# [EXTRACT PROVIDED]
#32: Full-Cycle Sales Will Be the Go-To Method for Mature Mid-Market Companies. Why Is That?
The story of how we specialized sales teams into oblivion and why the future belongs to AEs who can both find and close their own deals.
This topic has been heavy for me to lift off the ground.
I’m stepping on territory here that I love, with a team I appreciate for their hard work, while operating in the realm of sales, an industry known to adopt new things slower than others and, to my great regret, has a bad reputation of not doing anything if it’s not paid for.
Here’s the thing: I’ve built my entire business on sales’ shoulders.
To be specific, on the shoulders of those sales executives and organizations that decided their SEs won’t generate their own pipeline and need SDR services. That’s where I come into the picture.
If it wasn’t for those people and companies, I’d be doing something else.
Today, I’ll share my thoughts on when you need full-cycle sales and when you can use AI SDRs or work with someone like Belkins. My focus lies in mid-market sales, so that’s where I’ll start.
The $100K Trust Factor (Mid Market)
When it comes to buying a $100K-$250K solution in the mid market sales, you really want to be sure you went with the best partner. Having a previous relationship or a bit of trust before moving forward with a partner is a must.
Modern Account Executives have spent the last 10 years refining their skillset to integrate the best solutions for clients of all budgets, especially if you’re spending more.

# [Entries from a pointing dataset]

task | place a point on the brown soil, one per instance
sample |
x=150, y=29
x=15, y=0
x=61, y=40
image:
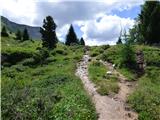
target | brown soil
x=108, y=108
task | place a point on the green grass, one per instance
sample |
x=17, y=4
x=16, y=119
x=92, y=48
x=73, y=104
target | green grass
x=106, y=84
x=146, y=97
x=45, y=91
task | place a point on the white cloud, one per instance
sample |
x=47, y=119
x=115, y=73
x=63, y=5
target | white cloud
x=20, y=11
x=83, y=13
x=105, y=31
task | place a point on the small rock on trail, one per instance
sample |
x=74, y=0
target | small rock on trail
x=106, y=107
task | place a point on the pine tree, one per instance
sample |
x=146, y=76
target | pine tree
x=25, y=34
x=48, y=31
x=119, y=41
x=4, y=32
x=18, y=35
x=82, y=42
x=71, y=37
x=149, y=22
x=127, y=56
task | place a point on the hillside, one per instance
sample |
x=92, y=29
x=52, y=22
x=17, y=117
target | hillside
x=13, y=27
x=37, y=84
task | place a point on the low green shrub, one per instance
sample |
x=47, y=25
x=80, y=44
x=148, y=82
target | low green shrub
x=61, y=52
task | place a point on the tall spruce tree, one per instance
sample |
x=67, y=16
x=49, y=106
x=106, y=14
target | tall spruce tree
x=25, y=34
x=119, y=41
x=48, y=31
x=4, y=32
x=18, y=35
x=149, y=22
x=82, y=42
x=71, y=37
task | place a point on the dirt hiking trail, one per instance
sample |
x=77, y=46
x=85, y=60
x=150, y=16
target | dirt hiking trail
x=108, y=108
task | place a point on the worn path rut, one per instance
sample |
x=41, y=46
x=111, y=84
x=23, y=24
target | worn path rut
x=108, y=108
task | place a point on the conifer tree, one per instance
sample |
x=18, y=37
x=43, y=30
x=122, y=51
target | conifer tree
x=71, y=37
x=25, y=34
x=82, y=41
x=18, y=35
x=149, y=22
x=48, y=31
x=4, y=32
x=119, y=41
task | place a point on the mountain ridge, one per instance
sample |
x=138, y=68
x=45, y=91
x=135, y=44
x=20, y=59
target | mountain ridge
x=13, y=27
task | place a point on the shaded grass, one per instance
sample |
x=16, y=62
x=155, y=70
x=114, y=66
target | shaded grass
x=146, y=98
x=46, y=91
x=106, y=84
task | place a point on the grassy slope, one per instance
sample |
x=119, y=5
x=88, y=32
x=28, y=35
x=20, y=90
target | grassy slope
x=47, y=91
x=106, y=84
x=146, y=98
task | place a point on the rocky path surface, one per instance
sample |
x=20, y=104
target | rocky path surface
x=107, y=108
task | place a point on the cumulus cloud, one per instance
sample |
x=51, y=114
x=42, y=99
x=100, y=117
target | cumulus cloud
x=106, y=30
x=94, y=18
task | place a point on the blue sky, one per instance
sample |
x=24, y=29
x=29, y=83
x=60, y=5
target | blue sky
x=98, y=22
x=132, y=13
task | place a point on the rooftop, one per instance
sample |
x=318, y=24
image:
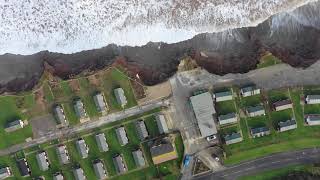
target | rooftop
x=203, y=108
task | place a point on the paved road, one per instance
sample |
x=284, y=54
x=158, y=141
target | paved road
x=69, y=131
x=306, y=156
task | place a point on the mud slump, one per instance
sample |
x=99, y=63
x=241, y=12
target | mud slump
x=295, y=41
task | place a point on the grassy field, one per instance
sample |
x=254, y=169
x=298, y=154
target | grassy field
x=276, y=142
x=268, y=60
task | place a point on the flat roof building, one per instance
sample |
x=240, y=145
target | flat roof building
x=141, y=129
x=312, y=119
x=100, y=102
x=119, y=164
x=79, y=109
x=23, y=167
x=5, y=172
x=120, y=96
x=282, y=105
x=259, y=131
x=287, y=125
x=204, y=110
x=233, y=138
x=138, y=158
x=78, y=173
x=223, y=96
x=63, y=155
x=59, y=115
x=42, y=160
x=162, y=124
x=228, y=118
x=14, y=125
x=313, y=99
x=162, y=151
x=82, y=148
x=122, y=136
x=102, y=142
x=58, y=176
x=99, y=169
x=249, y=91
x=257, y=110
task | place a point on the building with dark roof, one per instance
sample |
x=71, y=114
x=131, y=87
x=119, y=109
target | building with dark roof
x=119, y=164
x=58, y=176
x=82, y=148
x=162, y=151
x=5, y=172
x=162, y=124
x=282, y=105
x=257, y=110
x=233, y=138
x=259, y=131
x=79, y=109
x=14, y=125
x=223, y=96
x=313, y=99
x=100, y=102
x=23, y=167
x=102, y=142
x=79, y=173
x=228, y=118
x=249, y=91
x=42, y=160
x=312, y=119
x=120, y=96
x=141, y=129
x=99, y=169
x=59, y=115
x=138, y=158
x=63, y=155
x=287, y=125
x=122, y=136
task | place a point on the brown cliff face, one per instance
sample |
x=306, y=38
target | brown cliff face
x=235, y=51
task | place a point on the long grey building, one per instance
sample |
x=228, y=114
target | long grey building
x=138, y=158
x=43, y=161
x=233, y=138
x=14, y=125
x=58, y=176
x=63, y=155
x=204, y=111
x=119, y=164
x=82, y=148
x=122, y=136
x=259, y=131
x=228, y=118
x=257, y=110
x=120, y=96
x=59, y=115
x=287, y=125
x=78, y=173
x=5, y=172
x=102, y=142
x=100, y=102
x=141, y=129
x=79, y=109
x=99, y=169
x=162, y=124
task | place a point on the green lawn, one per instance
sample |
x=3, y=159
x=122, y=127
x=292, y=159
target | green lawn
x=268, y=60
x=276, y=142
x=10, y=112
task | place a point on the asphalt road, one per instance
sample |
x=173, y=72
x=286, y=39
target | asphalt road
x=306, y=156
x=69, y=131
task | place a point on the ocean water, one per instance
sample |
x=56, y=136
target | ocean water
x=30, y=26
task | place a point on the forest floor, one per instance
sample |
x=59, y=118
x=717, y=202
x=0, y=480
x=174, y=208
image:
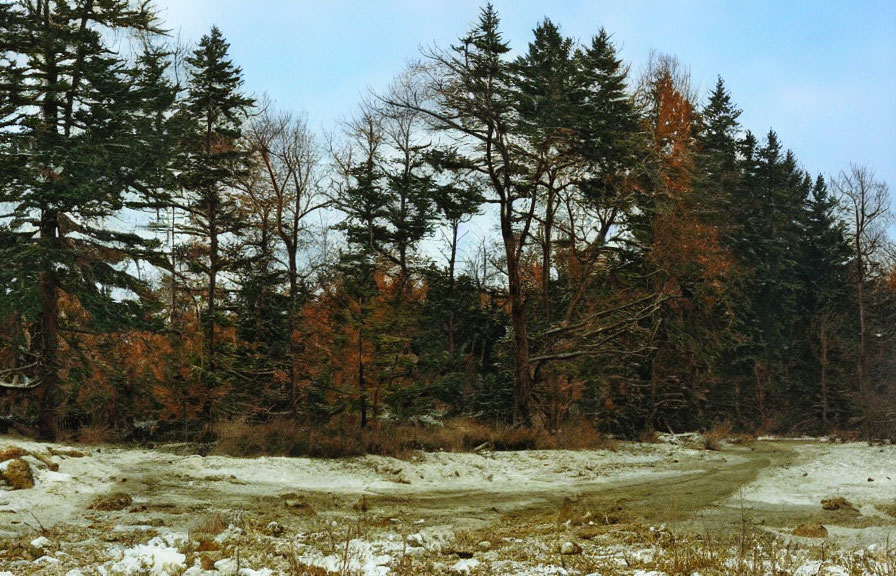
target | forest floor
x=669, y=507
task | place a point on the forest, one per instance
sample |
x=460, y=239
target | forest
x=178, y=256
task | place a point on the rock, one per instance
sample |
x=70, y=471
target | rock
x=226, y=566
x=415, y=540
x=17, y=474
x=67, y=452
x=838, y=503
x=39, y=546
x=48, y=460
x=11, y=453
x=273, y=529
x=299, y=506
x=111, y=502
x=361, y=505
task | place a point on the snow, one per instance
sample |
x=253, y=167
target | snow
x=158, y=557
x=826, y=470
x=195, y=483
x=464, y=565
x=357, y=557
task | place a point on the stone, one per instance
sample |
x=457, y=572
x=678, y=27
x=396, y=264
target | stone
x=17, y=474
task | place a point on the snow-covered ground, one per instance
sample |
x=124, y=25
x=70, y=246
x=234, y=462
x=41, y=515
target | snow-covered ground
x=530, y=513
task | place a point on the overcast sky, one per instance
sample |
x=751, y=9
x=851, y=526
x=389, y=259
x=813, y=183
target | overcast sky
x=822, y=73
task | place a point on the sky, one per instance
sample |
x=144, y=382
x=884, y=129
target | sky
x=821, y=73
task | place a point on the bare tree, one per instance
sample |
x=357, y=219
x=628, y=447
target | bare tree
x=866, y=202
x=289, y=161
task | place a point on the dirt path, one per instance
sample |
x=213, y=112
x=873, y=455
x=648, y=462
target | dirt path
x=525, y=505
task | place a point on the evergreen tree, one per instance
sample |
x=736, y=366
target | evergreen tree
x=211, y=162
x=79, y=145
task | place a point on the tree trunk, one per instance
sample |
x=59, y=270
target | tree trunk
x=362, y=387
x=521, y=376
x=49, y=338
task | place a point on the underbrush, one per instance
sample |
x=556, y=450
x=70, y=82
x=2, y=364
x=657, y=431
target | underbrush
x=344, y=439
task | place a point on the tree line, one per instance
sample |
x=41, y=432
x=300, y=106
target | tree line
x=175, y=250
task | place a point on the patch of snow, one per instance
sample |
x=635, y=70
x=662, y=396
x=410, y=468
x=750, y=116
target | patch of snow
x=827, y=470
x=156, y=556
x=464, y=565
x=50, y=476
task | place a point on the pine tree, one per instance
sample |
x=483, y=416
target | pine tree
x=211, y=163
x=78, y=147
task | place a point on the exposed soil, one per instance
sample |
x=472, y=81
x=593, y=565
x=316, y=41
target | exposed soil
x=519, y=509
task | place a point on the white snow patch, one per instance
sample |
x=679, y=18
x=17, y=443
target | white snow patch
x=827, y=470
x=464, y=565
x=157, y=557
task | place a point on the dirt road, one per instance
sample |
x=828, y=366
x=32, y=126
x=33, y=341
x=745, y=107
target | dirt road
x=432, y=511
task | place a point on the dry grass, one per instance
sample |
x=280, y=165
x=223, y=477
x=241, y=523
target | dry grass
x=96, y=434
x=810, y=531
x=713, y=438
x=341, y=439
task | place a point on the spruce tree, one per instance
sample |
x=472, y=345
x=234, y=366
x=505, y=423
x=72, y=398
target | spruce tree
x=211, y=162
x=77, y=148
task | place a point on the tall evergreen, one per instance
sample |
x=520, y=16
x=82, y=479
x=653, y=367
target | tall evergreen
x=79, y=146
x=211, y=161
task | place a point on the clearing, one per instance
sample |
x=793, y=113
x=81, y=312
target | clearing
x=642, y=509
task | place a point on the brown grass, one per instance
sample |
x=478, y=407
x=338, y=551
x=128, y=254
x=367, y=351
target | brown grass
x=96, y=435
x=713, y=438
x=340, y=439
x=212, y=524
x=810, y=531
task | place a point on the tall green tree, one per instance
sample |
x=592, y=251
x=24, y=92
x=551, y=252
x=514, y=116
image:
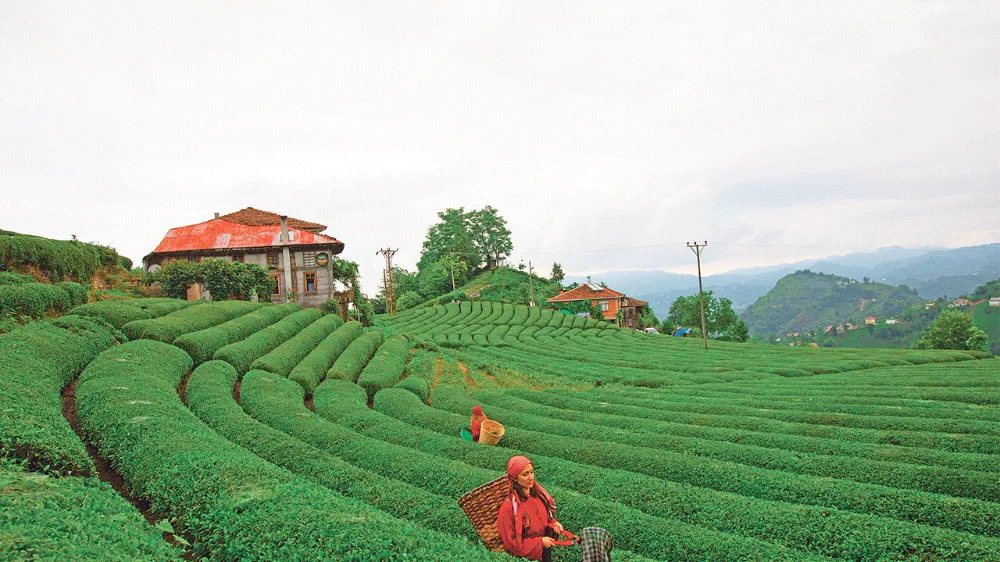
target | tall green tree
x=557, y=273
x=953, y=329
x=490, y=234
x=720, y=318
x=451, y=235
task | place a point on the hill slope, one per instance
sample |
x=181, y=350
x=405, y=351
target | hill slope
x=805, y=301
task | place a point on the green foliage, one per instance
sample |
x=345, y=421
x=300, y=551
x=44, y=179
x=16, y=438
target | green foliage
x=330, y=306
x=242, y=354
x=33, y=300
x=312, y=370
x=232, y=503
x=121, y=312
x=352, y=360
x=557, y=273
x=59, y=259
x=953, y=330
x=36, y=362
x=223, y=279
x=804, y=301
x=203, y=344
x=171, y=326
x=720, y=319
x=286, y=356
x=45, y=518
x=386, y=366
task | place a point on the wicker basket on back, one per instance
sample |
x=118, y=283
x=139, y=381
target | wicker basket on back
x=490, y=432
x=482, y=505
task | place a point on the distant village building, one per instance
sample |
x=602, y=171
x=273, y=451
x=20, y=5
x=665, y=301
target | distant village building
x=609, y=300
x=293, y=251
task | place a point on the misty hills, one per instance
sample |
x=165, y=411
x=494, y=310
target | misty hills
x=933, y=272
x=805, y=301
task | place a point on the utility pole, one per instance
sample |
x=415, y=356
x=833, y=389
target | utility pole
x=697, y=249
x=531, y=285
x=390, y=296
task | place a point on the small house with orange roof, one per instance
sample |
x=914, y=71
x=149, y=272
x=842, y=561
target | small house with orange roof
x=609, y=300
x=293, y=251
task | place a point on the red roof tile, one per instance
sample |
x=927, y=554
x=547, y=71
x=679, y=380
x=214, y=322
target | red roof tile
x=256, y=217
x=218, y=234
x=585, y=292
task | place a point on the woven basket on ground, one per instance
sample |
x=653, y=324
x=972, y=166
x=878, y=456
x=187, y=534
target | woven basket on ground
x=482, y=505
x=490, y=432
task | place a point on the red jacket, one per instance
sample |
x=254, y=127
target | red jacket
x=530, y=544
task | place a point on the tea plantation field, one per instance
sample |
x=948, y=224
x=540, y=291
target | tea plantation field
x=163, y=430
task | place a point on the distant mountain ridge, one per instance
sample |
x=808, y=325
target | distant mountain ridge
x=933, y=272
x=805, y=301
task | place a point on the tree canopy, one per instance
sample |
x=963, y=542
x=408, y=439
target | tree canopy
x=720, y=318
x=953, y=329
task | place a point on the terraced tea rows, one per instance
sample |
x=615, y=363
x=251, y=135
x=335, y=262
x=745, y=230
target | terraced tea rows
x=743, y=452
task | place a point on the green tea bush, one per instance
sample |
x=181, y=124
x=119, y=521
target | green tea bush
x=816, y=528
x=121, y=312
x=386, y=366
x=168, y=328
x=350, y=363
x=286, y=356
x=418, y=386
x=243, y=353
x=233, y=504
x=33, y=300
x=45, y=518
x=312, y=370
x=77, y=292
x=210, y=397
x=59, y=259
x=36, y=362
x=203, y=344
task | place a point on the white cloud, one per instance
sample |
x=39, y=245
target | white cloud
x=777, y=125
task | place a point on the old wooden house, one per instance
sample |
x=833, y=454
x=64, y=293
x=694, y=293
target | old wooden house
x=294, y=251
x=608, y=300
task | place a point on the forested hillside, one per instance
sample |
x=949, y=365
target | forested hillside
x=806, y=301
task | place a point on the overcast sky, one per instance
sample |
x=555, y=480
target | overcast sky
x=607, y=134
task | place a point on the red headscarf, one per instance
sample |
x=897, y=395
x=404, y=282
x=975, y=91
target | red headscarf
x=514, y=467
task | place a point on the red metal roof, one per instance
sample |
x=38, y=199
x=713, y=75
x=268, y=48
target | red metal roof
x=585, y=292
x=218, y=234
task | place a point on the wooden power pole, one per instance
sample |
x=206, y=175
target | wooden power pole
x=697, y=249
x=390, y=294
x=531, y=285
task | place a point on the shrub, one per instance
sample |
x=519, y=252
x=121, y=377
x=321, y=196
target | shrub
x=45, y=518
x=286, y=356
x=386, y=366
x=235, y=505
x=36, y=362
x=311, y=370
x=190, y=319
x=350, y=363
x=242, y=354
x=203, y=344
x=121, y=312
x=33, y=300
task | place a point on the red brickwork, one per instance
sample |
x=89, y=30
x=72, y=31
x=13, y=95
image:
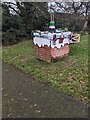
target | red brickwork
x=47, y=53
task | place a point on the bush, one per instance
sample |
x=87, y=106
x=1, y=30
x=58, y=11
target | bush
x=10, y=37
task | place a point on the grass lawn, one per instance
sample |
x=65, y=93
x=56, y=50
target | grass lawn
x=69, y=74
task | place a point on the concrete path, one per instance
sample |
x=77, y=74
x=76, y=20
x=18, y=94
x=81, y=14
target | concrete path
x=23, y=97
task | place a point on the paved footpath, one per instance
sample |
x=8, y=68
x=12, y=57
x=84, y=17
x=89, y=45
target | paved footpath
x=24, y=97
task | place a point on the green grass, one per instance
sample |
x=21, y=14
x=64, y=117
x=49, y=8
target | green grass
x=69, y=74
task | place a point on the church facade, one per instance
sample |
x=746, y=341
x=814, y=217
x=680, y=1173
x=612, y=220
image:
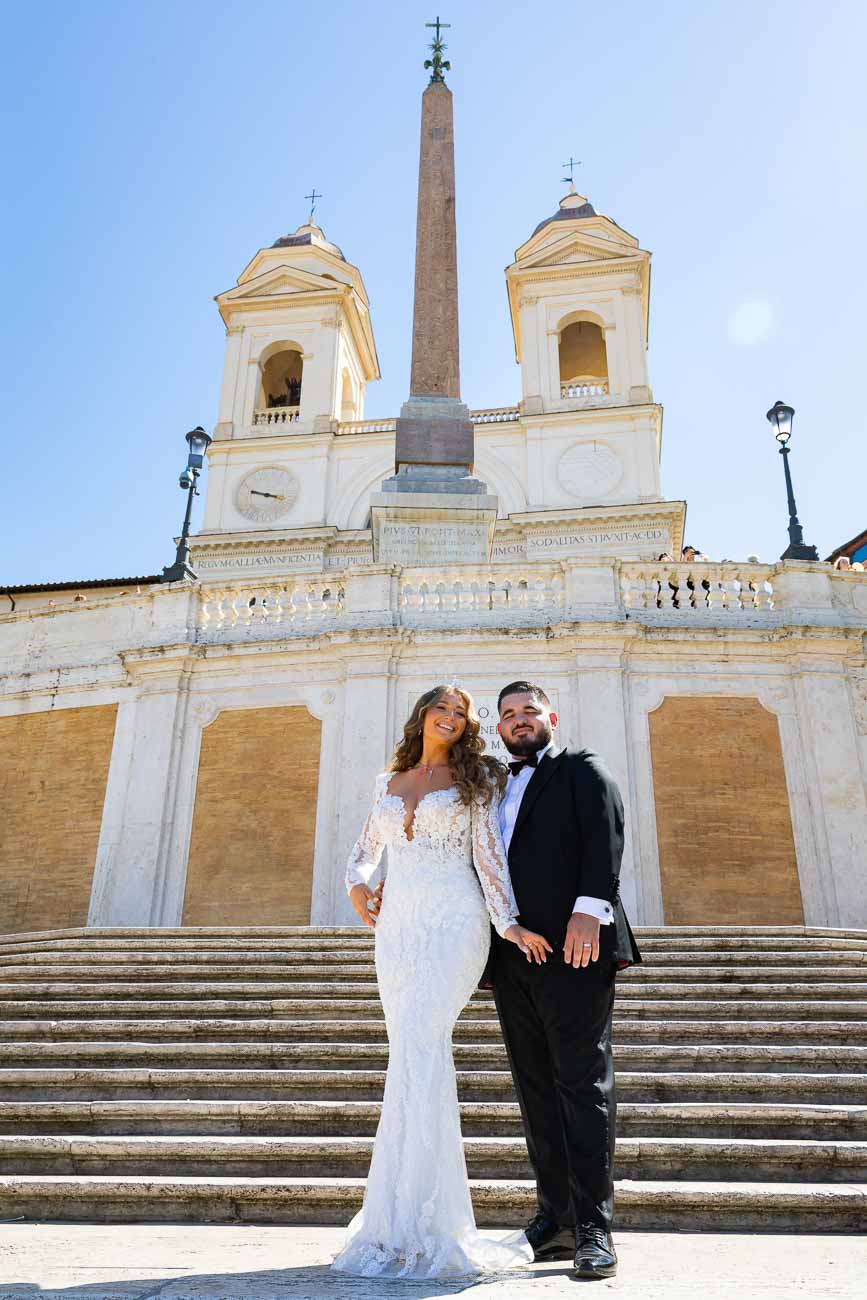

# [WRITTEN INSTRUCTION 1]
Please repeat word for word the part of the rows that opens with the line containing "task | place a point on the grassy field, one" and closes with the line containing "x=235, y=51", including both of those lines.
# [WRITTEN INSTRUCTION 2]
Carry on the article about full-cycle sales for mid-market companies from the point where it stops.

# [RIGHT ANSWER 1]
task | place a point on the grassy field, one per instance
sample |
x=254, y=169
x=298, y=154
target | grassy field
x=276, y=142
x=268, y=60
task | place a point on the flat roof building, one per instance
sample |
x=240, y=145
target | flat roof building
x=141, y=129
x=312, y=119
x=100, y=102
x=119, y=164
x=79, y=109
x=23, y=167
x=5, y=172
x=120, y=96
x=282, y=105
x=259, y=131
x=287, y=125
x=204, y=110
x=233, y=138
x=138, y=158
x=78, y=173
x=223, y=96
x=63, y=155
x=59, y=115
x=42, y=160
x=162, y=124
x=228, y=118
x=14, y=125
x=313, y=99
x=162, y=151
x=82, y=148
x=122, y=136
x=102, y=142
x=58, y=176
x=99, y=169
x=249, y=91
x=257, y=110
task | place a point on the building with dark roof, one per instance
sample |
x=71, y=114
x=131, y=87
x=119, y=109
target | building with dark roof
x=119, y=164
x=58, y=176
x=82, y=148
x=162, y=151
x=5, y=172
x=162, y=124
x=282, y=105
x=257, y=110
x=233, y=138
x=259, y=131
x=79, y=109
x=14, y=125
x=223, y=96
x=313, y=99
x=100, y=102
x=23, y=167
x=102, y=142
x=79, y=173
x=228, y=118
x=249, y=91
x=42, y=160
x=312, y=119
x=120, y=96
x=141, y=129
x=99, y=169
x=59, y=115
x=138, y=158
x=63, y=155
x=287, y=125
x=122, y=136
task | place a point on the brown cliff face, one per instance
sample |
x=306, y=38
target | brown cliff face
x=235, y=51

# [RIGHT ANSWER 2]
Solution Selling is the modern go-to playbook, far better for long sales cycles, multi-touch, buying committee-based sales.
But what do we really want from our AEs to be competent at selling our products?
Here’s my list of what I want from my AE:
1. Deep Product Mastery
In-depth understanding of our offering, not just features, deliverables, terms & conditions, but being natively close to how services are delivered or products made. AEs should know the nuances that allow them to converse fluently and offer multiple options for all buyer types.
2. Delivery Intelligence
Any delivery estimations or projections should be part of the skillset. By understanding delivery nuances, AEs should manipulate different scenarios from onboardings, ramp-ups, planning, goal setting to tailor contracts to unique client needs. That’s a critical skill in modern sales. We live in a nuanced world, and as buyers, we expect it from everyone.
3. Industry Expertise
Industry knowledge is critical. Positioning one-solution-fits-all won’t cut it in mid-market sales. This takes AEs on a whole new journey of curiosity, research, and experience gained through months of meetings and working with client teams.
4. Buyer Journey Architecture
The ability to tailor buying journeys for different buyer groups, seniority levels, and deal sourcing requirements is in my top 5. Modern AEs can get you involved from user, champion, buyer, or influencer roles; they know exactly how to pull the right levers.
5. Information Orchestration
Structuring the sales journey so clients consume what they need while protecting them from tons of unnecessary noise. Companies produce overwhelming amounts of information daily. Shopping for the right solution out of 5-10 options is exhausting, so great AEs know this and adjust accordingly. They give you space to reject, evaluate, and digest.
The list could go on.
I haven’t included the obvious hard and soft skills we look for in AEs nowadays. And I’m not saying all my top 5 are must-haves for every AE. This is my list, Belkins’ list, that works in our space.
The Missing Piece
Here’s what’s crazy about this list: It doesn’t include AEs developing an ability to generate their own book of business.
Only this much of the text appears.